* **Written task**
Set down the following records again word for word, with every line unchanged.

Stored records from a collection:
::::::
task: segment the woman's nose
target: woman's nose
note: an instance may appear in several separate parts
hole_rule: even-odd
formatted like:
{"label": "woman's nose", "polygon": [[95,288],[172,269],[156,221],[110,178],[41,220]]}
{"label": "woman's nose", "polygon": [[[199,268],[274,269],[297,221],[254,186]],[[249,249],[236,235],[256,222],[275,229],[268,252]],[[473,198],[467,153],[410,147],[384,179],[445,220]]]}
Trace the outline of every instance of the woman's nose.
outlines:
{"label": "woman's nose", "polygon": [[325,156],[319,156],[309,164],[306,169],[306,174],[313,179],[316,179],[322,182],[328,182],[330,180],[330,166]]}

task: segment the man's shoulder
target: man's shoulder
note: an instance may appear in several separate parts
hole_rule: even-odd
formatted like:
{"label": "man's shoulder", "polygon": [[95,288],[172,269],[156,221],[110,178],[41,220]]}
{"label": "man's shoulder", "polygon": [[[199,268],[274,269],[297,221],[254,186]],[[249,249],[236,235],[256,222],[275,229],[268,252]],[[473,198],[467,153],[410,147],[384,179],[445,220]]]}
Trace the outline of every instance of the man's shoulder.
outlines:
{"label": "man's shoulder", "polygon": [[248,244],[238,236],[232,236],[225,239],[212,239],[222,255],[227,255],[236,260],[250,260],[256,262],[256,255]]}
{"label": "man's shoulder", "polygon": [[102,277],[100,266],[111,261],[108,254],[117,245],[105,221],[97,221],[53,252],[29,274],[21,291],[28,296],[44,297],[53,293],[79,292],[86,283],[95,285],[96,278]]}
::::::
* **Response to this task**
task: segment the woman's nose
target: woman's nose
note: an instance may appear in several separate parts
hole_rule: even-odd
formatted like:
{"label": "woman's nose", "polygon": [[95,288],[172,269],[156,221],[110,178],[41,220]]}
{"label": "woman's nose", "polygon": [[[199,268],[274,269],[297,221],[254,186]],[[249,249],[236,235],[256,222],[275,229],[268,252]],[[473,198],[467,153],[410,147],[384,179],[445,220]]]}
Trace the outline of every instance of the woman's nose.
outlines:
{"label": "woman's nose", "polygon": [[325,156],[319,156],[309,164],[306,169],[306,174],[313,179],[316,179],[322,182],[328,182],[330,180],[330,166]]}

task: segment the man's shoulder
target: man's shoulder
note: an instance may appear in several separate parts
hole_rule: even-odd
formatted like:
{"label": "man's shoulder", "polygon": [[95,288],[172,269],[156,221],[110,178],[41,220]]}
{"label": "man's shoulder", "polygon": [[[199,268],[274,269],[297,221],[254,186]],[[249,249],[236,235],[256,222],[275,229],[268,252]],[[473,198],[467,153],[410,147],[384,179],[445,220]]]}
Trace the outline of every instance of the man's shoulder.
outlines:
{"label": "man's shoulder", "polygon": [[248,244],[238,236],[232,236],[225,239],[212,239],[222,255],[227,255],[236,260],[250,260],[256,262],[256,255]]}
{"label": "man's shoulder", "polygon": [[102,277],[100,266],[111,261],[108,254],[117,245],[105,221],[97,221],[53,252],[29,274],[21,291],[28,296],[44,297],[53,293],[79,292],[86,283],[95,285],[96,278]]}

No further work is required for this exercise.